**Set problem**
Turn every line of the records below into a numbered list, leaving out any blank lines.

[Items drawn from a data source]

********

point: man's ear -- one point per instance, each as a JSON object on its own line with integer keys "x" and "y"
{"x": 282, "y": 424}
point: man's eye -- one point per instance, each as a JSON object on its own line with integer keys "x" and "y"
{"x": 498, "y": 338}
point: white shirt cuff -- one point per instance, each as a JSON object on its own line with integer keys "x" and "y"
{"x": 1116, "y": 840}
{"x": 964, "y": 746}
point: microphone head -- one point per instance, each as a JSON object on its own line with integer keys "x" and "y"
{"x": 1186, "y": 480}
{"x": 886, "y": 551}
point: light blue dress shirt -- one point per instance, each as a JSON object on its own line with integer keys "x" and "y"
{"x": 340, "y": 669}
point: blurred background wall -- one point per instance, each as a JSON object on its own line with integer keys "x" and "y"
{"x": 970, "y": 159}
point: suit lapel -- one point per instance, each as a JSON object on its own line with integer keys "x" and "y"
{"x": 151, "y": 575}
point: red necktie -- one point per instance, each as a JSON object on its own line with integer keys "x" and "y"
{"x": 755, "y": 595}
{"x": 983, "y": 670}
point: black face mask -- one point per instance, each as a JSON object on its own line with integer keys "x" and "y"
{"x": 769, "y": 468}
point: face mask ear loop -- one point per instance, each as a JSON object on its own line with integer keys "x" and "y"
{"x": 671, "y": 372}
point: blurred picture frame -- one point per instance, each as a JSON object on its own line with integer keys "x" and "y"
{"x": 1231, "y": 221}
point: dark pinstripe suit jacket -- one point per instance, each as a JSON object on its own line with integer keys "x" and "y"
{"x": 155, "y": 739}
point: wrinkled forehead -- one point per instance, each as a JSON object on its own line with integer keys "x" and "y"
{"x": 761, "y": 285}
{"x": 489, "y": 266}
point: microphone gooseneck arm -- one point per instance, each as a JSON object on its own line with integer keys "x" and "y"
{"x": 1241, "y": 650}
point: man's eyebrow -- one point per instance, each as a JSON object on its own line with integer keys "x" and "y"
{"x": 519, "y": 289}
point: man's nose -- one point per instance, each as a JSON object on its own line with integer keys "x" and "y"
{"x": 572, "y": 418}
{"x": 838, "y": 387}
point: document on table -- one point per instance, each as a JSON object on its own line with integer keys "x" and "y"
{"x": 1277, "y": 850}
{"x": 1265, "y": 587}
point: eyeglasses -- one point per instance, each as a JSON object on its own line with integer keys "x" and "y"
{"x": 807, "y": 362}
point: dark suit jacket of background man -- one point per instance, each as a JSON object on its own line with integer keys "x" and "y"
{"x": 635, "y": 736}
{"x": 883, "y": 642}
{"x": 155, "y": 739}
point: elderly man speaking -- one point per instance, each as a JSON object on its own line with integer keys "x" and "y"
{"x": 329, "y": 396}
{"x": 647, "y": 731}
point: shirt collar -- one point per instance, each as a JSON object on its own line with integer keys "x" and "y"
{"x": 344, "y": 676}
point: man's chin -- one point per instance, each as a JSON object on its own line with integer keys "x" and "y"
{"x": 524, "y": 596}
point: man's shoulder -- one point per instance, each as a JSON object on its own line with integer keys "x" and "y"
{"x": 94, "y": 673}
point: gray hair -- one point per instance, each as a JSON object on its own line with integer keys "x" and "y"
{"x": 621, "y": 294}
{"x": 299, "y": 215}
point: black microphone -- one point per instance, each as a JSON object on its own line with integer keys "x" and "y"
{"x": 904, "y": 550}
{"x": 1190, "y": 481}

********

**Response below**
1. point: man's ear -- one point per instance, each as a JSON object on its own line with integer keys "x" and "y"
2. {"x": 282, "y": 424}
3. point: man's eye -- one point per instance, each as a JSON object on its own line with integer keys "x" and "y"
4. {"x": 498, "y": 338}
5. point: white shirt cuff -- one point per instance, each as a JSON object on its own line with integer keys "x" and "y"
6. {"x": 1116, "y": 840}
7. {"x": 964, "y": 746}
8. point: microphone head -- one point per instance, each as a JSON object on its own line with integer keys "x" and "y"
9. {"x": 1186, "y": 480}
10. {"x": 886, "y": 551}
11. point: light blue dress shirt -- one point per instance, each as a JSON object on its own line with integer keys "x" and "y"
12. {"x": 340, "y": 669}
13. point: blurred background wall -- one point per instance, each as a JSON object on its own line with integer keys "x" and "y"
14. {"x": 970, "y": 159}
15. point: suit lapel -- one point per instance, each as a JSON object on its own line with integer keys "x" and "y"
16. {"x": 151, "y": 575}
17. point: red necktie -- one point per instance, each as a JSON object on its own line with integer keys "x" and "y"
18. {"x": 755, "y": 595}
19. {"x": 983, "y": 670}
20. point: black face mask -- one point per instance, each as a JSON object on its own line with integer keys "x" and "y"
21. {"x": 769, "y": 468}
22. point: face mask ear loop -- one point per instance, each as a JSON object on its own line with integer keys "x" and "y"
23. {"x": 671, "y": 372}
24. point: blurred picture frame -- one point per instance, each as a JSON object on its own line with integer keys "x" and "y"
25. {"x": 1231, "y": 221}
26. point: dark pinstripe suit jacket -- one point per instance, each as a JSON object on its own line with integer keys "x" and "y"
27. {"x": 155, "y": 739}
28. point: wrinkled forehead -- one point per instance, each as a JSON object on its own line with integer keys "x" and "y"
29. {"x": 761, "y": 285}
30. {"x": 489, "y": 266}
31. point: microphone gooseneck arm -- one point per instance, each as a JSON object on its own line with integer keys "x" and "y"
32. {"x": 1241, "y": 650}
33. point: man's eyebrow -- one point per instance, each as a JSON object on its own line with integer keys "x" and "y"
34. {"x": 519, "y": 289}
35. point: man's nose -- one point per instance, each as a JSON object on its own line with integer keys "x" and "y"
36. {"x": 572, "y": 418}
37. {"x": 838, "y": 387}
38. point: document on table -- one point per instance, each as a JSON object on its own line with integer keys "x" and "y"
39. {"x": 1277, "y": 850}
40. {"x": 1265, "y": 587}
41. point: eyeglasses -- one point per instance, each as a JSON object on its own line with integer keys "x" and "y"
42. {"x": 807, "y": 362}
43. point: dark suit jacket of background man -- one point per instance, each as a JSON object on its own line with integer keys "x" and "y"
44. {"x": 635, "y": 736}
45. {"x": 883, "y": 642}
46. {"x": 155, "y": 739}
47. point: elderly man speaking -- one point per instance, each as a JSON object on its own line with integer keys "x" and "y"
48. {"x": 329, "y": 396}
49. {"x": 647, "y": 731}
50. point: shirt collar -- one point per instance, each as a JSON object on its own line with integer keys "x" and "y"
51. {"x": 344, "y": 676}
52. point: man's chin -- one point per instance, each as a JSON object on its own line with integer keys "x" and "y"
53. {"x": 524, "y": 596}
54. point: man's shoulder -- one point per instance, each as a JSON object on its own line with integer keys "x" and "y"
55. {"x": 94, "y": 673}
56. point: gray hair -- one point per instance, each as a JSON object on its own line with integer keys "x" and "y"
57. {"x": 621, "y": 294}
58. {"x": 299, "y": 215}
59. point: black microphone -- one point per instance, each as a JSON object on its own line with integer keys "x" and "y"
60. {"x": 904, "y": 550}
61. {"x": 1190, "y": 481}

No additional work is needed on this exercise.